*REQUIRED WORK*:
a. In the health-care legislation excerpt below, condense the paragraph beginning "The legislation, which will take effect in stages" into a bulleted list that keeps its main facts.
b. Resume the article on the health-care legislation and Atlantic Philanthropies' funding of HCAN, starting after its final sentence.

*** EXCERPTED TEXT ***

The legislation, which will take effect in stages, aims to expand health
coverage to more than 30 million people now without it. It requires most
individuals to purchase insurance and penalizes employers that don't cover
their employees under some circumstances, offering subsidies to lower-income
individuals and tax credits to small businesses and charities.

It sets up state exchanges, or insurance marketplaces, to offer coverage to
small businesses and people who don’t get insurance from their employers,
and it bars insurance companies from practices like refusing to cover people
with preexisting medical conditions.

$26.5-Million Gamble

For Atlantic Philanthropies, the grant maker that pumped $26.5-million into
HCAN, the new legislation represents a gamble that paid off. Gara LaMarche,
Atlantic’s president, said the organization originally intended to cap its
spending on HCAN at $25-million, but added another $1.5-million in December
as Çongress continued to wrangle over its approach.

“There were very low moments,” Mr. LaMarche said. “But we were determined
that we give it the best shot possible and if health care failed, it wasn’t
going to be for some decision we made to have cold feet.”

*** End of EXCERPTED TEXT ***
*** RECORDS ***

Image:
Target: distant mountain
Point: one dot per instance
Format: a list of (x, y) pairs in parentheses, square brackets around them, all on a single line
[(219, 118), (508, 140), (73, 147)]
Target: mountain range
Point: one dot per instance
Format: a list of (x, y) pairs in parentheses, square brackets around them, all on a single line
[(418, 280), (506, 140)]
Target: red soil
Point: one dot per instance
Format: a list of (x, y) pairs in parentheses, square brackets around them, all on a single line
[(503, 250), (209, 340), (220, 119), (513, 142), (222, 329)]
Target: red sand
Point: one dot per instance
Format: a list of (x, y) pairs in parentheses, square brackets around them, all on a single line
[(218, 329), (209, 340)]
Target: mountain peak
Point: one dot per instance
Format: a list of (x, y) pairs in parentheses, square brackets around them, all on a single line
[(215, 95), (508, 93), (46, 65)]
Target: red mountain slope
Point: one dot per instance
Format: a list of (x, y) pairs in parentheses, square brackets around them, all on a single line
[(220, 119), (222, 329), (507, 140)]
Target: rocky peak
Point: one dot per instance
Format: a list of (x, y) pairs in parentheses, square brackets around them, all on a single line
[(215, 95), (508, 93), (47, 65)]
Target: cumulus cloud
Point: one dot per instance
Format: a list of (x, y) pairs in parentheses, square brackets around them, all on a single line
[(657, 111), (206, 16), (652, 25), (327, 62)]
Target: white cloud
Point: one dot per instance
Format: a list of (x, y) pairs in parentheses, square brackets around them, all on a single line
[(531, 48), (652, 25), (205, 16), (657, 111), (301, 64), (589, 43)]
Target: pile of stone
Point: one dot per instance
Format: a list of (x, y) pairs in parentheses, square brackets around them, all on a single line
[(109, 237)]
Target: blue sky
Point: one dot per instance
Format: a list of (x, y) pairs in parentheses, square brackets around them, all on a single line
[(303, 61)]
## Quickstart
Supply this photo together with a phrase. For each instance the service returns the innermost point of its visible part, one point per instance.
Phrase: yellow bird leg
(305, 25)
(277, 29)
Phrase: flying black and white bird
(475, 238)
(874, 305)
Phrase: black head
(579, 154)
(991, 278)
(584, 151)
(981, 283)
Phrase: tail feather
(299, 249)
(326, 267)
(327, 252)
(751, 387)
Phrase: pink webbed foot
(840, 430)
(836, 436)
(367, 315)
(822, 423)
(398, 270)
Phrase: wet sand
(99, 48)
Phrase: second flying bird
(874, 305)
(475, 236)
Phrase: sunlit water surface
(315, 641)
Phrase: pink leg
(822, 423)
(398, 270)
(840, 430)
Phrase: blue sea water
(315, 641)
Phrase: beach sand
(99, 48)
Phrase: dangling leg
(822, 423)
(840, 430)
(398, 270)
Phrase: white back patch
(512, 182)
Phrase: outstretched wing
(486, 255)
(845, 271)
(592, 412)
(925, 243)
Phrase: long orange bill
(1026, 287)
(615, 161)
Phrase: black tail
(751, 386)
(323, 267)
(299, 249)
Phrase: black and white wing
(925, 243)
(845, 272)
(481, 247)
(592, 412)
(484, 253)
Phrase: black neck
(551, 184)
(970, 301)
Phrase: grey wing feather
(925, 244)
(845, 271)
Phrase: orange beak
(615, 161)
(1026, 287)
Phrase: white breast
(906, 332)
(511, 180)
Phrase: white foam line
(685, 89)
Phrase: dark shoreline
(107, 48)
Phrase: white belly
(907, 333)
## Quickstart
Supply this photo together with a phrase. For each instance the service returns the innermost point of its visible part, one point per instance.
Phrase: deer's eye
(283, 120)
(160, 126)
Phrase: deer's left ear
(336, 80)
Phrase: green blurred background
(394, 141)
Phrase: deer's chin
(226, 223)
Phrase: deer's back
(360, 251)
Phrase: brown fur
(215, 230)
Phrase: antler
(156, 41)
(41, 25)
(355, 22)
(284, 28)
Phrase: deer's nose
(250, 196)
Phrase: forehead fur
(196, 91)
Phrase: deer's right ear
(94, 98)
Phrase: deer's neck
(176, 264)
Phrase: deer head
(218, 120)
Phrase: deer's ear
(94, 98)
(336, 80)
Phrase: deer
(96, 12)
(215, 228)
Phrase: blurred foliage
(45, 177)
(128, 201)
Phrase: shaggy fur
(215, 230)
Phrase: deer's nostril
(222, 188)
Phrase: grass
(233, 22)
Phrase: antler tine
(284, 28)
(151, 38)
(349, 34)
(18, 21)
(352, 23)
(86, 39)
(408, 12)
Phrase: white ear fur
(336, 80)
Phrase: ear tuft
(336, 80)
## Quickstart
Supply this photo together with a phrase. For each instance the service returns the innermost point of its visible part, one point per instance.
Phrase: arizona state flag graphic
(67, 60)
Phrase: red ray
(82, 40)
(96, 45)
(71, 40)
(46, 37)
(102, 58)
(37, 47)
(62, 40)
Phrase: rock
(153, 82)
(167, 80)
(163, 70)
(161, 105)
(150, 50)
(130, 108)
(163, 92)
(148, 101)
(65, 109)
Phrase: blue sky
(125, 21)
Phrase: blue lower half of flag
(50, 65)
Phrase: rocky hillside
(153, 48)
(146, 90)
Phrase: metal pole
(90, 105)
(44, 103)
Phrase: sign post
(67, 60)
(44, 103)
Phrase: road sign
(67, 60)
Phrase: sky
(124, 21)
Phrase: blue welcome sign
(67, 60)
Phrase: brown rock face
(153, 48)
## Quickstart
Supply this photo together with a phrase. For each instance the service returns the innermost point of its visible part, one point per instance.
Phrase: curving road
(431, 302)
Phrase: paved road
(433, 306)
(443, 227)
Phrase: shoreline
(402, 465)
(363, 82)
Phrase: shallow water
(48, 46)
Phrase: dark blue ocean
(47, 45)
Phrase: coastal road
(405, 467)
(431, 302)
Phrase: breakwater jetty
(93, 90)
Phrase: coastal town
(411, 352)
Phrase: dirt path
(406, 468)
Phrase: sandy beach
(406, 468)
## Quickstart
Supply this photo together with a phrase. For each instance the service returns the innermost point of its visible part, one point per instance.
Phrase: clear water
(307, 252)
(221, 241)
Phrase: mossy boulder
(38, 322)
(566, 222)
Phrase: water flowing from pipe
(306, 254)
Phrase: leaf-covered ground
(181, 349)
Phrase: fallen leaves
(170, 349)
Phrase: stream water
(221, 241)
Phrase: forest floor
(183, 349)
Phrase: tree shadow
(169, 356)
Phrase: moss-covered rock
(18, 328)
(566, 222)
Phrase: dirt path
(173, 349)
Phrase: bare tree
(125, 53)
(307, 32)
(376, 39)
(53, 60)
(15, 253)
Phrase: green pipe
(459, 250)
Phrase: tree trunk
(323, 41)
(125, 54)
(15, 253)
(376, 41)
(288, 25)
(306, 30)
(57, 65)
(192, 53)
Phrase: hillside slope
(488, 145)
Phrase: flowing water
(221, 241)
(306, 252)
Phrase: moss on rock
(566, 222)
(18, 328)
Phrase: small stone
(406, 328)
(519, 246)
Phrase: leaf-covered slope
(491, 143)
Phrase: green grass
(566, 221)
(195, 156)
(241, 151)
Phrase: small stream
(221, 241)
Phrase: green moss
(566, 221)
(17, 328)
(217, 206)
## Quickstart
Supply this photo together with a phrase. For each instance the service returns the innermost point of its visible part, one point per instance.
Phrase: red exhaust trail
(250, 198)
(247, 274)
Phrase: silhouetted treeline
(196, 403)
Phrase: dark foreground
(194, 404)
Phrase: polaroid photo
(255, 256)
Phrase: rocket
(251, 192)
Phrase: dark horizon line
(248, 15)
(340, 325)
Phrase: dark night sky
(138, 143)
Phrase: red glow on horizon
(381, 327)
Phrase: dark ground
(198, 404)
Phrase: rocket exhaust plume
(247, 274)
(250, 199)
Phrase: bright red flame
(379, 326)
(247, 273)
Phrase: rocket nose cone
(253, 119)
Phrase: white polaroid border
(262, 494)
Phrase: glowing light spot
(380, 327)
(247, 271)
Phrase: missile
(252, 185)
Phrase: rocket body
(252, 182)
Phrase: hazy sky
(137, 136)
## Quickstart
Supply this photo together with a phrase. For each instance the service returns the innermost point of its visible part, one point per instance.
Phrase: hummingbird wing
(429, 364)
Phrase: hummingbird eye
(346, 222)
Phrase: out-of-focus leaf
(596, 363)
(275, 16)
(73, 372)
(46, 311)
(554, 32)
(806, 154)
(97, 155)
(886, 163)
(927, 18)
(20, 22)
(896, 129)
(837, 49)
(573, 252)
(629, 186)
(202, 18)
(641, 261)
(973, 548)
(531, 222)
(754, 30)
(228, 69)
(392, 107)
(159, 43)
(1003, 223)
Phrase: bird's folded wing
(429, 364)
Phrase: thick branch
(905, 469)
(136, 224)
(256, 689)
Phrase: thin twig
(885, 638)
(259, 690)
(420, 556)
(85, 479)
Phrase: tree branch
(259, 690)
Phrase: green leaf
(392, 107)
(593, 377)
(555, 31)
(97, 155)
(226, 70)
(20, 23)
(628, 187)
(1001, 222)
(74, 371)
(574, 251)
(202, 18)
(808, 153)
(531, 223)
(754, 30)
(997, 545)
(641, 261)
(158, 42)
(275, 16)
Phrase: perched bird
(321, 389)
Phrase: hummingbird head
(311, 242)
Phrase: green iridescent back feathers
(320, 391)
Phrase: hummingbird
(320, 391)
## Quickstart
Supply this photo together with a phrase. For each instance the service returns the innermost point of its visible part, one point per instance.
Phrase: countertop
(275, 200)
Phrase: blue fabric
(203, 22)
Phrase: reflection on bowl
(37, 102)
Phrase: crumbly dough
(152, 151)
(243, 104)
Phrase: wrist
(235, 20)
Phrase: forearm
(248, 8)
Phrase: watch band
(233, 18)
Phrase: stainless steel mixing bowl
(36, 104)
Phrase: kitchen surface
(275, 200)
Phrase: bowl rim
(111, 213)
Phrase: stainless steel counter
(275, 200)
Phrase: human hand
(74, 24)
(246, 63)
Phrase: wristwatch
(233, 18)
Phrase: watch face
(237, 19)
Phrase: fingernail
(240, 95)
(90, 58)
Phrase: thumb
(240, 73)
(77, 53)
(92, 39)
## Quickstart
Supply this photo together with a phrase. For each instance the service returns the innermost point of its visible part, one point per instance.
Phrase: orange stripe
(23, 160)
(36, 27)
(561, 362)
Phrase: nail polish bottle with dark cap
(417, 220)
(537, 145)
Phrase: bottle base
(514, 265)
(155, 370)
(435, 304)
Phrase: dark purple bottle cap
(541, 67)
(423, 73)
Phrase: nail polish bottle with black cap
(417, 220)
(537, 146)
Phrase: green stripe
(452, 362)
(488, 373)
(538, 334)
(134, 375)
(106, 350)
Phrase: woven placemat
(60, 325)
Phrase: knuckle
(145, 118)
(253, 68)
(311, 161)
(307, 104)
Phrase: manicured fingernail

*** End of RECORDS ***

*RESPONSES FOR EACH TASK*:
a.
- Takes effect in stages and aims to extend health coverage to more than 30 million uninsured people.
- Requires most individuals to buy insurance.
- Penalizes employers that don't cover their employees under some circumstances.
- Offers subsidies to lower-income individuals and tax credits to small businesses and charities.

b.
Mr. LaMarche praised President Obama and Congressional leaders for achieving
what previous administrations could not. Atlantic’s money, he said, also
helped ensure that “the progressive side was not as outgunned” as it had
been during the Clinton years by industry groups opposed to the legislation.

Because it is incorporated in Bermuda, Atlantic is not subject to
restrictions that bar U.S. foundations from giving money to groups to
promote or criticize specific legislation. However, Mr. LaMarche hopes the
lessons it learned from the HCAN campaign will be valuable to other grant
makers—for example, its ability to create a new movement that united
coalitions in a common cause. He said Atlantic plans to publish an
evaluation of its support for HCAN, “warts and all,” in a few months.

'Road Show’

Families USA worked closely with Congressional leaders to craft the strategy
for getting the health-care overhaul passed. Mr. Pollack says the group now
plans to sponsor a “health reform road show”—featuring policymakers, federal
and state lawmakers, and administration officials—to explain to people
across the country how the new law will affect them. “Every effort will be
made by the opposition to repeal this legislation,” he said. “We want to
protect that from happening.”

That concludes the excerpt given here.